Point annotation dataset records:
------------------------------

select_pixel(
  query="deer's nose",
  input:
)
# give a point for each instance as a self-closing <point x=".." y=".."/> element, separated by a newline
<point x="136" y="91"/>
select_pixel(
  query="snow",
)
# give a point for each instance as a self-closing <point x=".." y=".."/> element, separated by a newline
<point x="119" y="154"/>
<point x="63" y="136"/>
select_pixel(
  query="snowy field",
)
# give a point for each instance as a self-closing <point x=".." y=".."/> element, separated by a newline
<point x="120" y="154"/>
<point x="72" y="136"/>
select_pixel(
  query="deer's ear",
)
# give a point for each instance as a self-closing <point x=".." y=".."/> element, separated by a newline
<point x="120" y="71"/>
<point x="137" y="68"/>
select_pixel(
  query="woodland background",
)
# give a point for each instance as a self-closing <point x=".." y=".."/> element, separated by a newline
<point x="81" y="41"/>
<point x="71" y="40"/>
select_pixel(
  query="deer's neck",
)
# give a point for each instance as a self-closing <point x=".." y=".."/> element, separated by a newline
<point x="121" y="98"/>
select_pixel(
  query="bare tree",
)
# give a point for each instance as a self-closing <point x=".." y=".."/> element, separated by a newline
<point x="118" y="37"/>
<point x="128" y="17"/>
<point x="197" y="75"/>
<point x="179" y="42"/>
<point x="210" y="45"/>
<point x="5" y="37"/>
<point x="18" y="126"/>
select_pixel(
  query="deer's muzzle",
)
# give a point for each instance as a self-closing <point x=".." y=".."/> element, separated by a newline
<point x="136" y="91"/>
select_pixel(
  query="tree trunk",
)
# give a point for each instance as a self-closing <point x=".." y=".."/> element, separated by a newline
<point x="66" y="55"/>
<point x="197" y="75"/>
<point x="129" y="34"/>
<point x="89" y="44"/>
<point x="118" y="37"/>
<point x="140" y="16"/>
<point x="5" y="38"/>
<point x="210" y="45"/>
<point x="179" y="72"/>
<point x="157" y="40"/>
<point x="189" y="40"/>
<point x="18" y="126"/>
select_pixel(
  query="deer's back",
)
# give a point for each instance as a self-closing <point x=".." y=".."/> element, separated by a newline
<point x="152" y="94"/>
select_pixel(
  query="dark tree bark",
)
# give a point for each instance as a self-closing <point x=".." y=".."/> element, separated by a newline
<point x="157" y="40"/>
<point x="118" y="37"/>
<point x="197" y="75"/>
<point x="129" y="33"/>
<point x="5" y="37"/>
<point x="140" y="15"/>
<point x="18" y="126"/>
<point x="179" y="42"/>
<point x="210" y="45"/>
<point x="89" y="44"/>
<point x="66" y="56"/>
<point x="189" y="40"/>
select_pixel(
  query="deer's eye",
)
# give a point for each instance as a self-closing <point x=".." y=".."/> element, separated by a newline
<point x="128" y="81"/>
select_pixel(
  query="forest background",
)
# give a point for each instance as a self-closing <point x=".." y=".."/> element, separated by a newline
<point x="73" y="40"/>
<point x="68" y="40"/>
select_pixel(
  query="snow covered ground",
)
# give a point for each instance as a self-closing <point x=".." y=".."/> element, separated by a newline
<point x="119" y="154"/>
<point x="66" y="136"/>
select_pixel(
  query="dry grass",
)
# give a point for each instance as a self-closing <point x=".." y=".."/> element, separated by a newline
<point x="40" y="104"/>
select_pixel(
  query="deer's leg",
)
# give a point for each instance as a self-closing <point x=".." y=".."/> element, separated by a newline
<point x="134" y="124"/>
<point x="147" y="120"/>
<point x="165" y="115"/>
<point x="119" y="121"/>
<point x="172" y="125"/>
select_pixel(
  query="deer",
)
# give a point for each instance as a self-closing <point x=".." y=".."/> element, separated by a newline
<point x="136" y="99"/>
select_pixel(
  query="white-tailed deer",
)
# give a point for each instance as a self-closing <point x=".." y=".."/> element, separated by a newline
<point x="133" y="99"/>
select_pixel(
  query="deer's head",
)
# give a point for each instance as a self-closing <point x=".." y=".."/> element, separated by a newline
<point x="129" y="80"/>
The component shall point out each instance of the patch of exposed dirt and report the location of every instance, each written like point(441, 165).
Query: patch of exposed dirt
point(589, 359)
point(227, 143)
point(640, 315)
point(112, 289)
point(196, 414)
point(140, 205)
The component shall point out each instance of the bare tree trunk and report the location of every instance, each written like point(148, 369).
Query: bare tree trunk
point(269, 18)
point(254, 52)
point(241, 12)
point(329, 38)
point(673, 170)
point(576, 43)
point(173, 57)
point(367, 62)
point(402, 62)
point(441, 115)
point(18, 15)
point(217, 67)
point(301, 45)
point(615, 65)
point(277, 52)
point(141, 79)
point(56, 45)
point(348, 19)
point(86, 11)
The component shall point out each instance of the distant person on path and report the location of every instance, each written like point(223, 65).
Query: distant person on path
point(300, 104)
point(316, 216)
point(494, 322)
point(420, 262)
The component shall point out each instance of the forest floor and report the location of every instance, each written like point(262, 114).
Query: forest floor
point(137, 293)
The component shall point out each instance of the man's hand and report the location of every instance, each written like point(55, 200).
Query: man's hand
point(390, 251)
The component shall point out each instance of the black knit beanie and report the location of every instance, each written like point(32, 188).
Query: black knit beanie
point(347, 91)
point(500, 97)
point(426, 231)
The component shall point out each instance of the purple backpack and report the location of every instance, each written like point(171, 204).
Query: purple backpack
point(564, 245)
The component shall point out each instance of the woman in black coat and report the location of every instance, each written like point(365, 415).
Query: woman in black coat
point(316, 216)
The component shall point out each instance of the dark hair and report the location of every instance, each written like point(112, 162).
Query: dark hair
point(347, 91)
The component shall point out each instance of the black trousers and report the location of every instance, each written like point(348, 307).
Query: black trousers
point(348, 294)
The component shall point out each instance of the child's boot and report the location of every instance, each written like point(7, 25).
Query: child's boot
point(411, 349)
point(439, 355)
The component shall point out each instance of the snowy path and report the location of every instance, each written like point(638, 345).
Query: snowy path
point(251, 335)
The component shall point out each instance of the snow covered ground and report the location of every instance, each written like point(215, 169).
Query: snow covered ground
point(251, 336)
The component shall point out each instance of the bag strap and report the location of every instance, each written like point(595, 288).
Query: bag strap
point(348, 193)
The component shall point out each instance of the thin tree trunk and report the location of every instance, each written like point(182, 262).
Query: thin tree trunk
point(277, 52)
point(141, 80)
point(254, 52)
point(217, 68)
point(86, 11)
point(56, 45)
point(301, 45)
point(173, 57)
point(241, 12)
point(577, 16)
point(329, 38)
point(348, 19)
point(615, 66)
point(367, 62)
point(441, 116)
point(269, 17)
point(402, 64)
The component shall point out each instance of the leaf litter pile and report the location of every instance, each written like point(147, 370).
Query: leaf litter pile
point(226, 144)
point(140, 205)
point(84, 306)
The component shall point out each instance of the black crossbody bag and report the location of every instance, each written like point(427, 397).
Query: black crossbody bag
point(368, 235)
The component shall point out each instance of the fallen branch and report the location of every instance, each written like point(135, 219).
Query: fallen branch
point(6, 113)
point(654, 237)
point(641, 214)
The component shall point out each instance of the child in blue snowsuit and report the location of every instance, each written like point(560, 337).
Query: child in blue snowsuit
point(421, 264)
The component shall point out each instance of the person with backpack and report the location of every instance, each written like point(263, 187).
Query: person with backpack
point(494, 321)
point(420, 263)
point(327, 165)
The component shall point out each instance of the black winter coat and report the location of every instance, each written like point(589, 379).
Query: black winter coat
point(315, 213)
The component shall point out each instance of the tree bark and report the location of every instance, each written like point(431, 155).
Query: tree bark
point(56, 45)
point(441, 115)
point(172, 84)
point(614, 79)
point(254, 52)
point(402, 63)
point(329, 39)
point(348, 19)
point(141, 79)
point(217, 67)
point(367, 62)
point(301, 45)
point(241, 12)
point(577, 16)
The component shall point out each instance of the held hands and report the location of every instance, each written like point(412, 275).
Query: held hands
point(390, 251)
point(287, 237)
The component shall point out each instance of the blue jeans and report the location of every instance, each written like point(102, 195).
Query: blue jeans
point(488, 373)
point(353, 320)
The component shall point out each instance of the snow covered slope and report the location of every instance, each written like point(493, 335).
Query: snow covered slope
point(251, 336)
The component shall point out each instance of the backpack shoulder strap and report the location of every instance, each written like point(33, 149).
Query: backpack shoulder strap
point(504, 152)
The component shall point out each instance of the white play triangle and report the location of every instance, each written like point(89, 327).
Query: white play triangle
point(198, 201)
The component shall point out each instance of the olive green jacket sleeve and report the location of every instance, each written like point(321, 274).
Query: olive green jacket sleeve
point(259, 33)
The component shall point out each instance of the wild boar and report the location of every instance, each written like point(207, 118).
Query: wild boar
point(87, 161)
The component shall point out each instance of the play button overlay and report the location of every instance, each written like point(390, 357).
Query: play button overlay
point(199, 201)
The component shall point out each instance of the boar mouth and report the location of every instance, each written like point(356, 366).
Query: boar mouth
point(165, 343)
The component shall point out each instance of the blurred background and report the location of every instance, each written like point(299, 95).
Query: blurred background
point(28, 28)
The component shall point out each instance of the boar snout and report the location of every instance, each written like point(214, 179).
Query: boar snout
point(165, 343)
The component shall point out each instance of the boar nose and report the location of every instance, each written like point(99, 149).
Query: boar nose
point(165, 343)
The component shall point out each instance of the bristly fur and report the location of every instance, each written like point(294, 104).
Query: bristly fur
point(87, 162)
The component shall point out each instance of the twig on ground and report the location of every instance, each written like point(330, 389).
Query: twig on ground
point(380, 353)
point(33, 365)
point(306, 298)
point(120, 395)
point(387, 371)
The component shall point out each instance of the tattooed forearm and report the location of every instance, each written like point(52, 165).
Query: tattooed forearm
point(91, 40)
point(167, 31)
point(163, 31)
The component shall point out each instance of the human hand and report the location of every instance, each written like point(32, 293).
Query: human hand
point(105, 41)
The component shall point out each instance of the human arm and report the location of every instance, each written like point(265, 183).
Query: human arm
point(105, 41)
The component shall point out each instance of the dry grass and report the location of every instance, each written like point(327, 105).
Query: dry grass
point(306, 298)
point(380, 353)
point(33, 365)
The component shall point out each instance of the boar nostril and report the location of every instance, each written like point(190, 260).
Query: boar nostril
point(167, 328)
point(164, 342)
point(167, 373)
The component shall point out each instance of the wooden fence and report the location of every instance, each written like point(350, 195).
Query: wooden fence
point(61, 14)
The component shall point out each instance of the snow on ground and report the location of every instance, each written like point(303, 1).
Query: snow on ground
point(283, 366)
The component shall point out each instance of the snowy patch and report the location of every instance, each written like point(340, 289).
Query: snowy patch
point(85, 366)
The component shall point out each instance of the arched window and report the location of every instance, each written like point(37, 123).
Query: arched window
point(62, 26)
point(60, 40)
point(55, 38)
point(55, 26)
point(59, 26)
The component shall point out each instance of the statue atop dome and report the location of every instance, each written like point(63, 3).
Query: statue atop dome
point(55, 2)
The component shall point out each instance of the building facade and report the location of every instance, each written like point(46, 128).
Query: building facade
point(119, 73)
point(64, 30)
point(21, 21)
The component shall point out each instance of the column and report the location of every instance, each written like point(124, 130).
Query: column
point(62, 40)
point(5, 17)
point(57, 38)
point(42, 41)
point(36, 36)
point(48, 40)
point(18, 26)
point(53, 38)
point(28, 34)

------------------------------

- Instruction -
Update the data from the line containing "The component shall point out each instance of the man's" through the line containing "point(439, 355)" so that "purple backpack" becomes "red backpack", with everything else left unchanged. Return only those lines.

- Response to this exercise -
The component shall point out each instance of the man's hand and report the location of every instance, each written like point(55, 200).
Query: man's hand
point(390, 251)
The component shall point out each instance of the black knit beanie and report the location of every instance, each written like point(32, 188).
Query: black knit beanie
point(347, 91)
point(500, 97)
point(426, 231)
The component shall point out each instance of the red backpack and report the location of every instance, each written like point(171, 204).
Query: red backpack
point(564, 245)
The component shall point out each instance of the woman in black coat and report the location of every instance, each written like point(365, 415).
Query: woman in black coat
point(316, 216)
The component shall point out each instance of the dark hair and report the location of every instance, each written like point(112, 162).
Query: dark hair
point(347, 91)
The component shall point out each instance of the black trousers and report the location of every instance, each written like point(348, 307).
Query: black trousers
point(348, 294)
The component shall point out each instance of the child's boot and report the location of every instance, each written like point(7, 25).
Query: child's boot
point(411, 349)
point(439, 355)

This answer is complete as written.